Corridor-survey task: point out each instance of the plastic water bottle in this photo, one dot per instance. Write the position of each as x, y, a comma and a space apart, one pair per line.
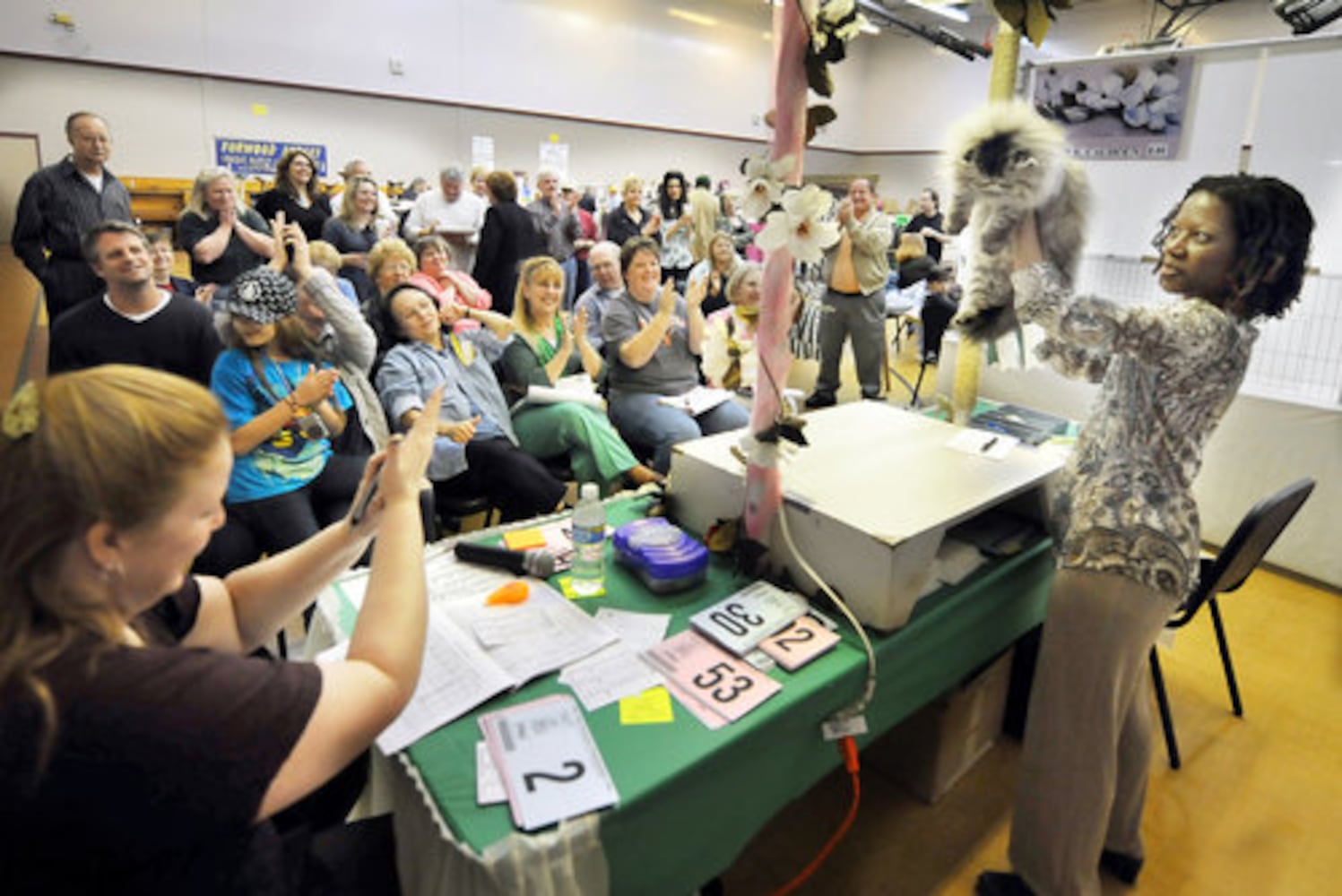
589, 542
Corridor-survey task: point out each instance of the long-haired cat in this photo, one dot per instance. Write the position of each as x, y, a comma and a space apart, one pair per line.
1007, 161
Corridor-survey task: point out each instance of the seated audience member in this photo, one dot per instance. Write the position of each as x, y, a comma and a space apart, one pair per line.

◇ ◇ ◇ ◇ ◇

## [Brief]
Put the lines of the material into a JSON list of strings, one string per line and blank lines left out, starting with the line that contains "Corridor-survey task: point out each instance of the long-haired" and going on through the end of the material.

## [Task solution]
[
  "Corridor-survey task: point out each instance of the long-haired cat in this photo, one dot per instance. Write the position of each as x, y, a comma and a space apart, one pair per line.",
  "1007, 161",
  "Corridor-survey task: point out each instance of the seated audience member in this photo, one dot per instance. Write the position of each as x, y, a comma and a space apart, one pair per line."
]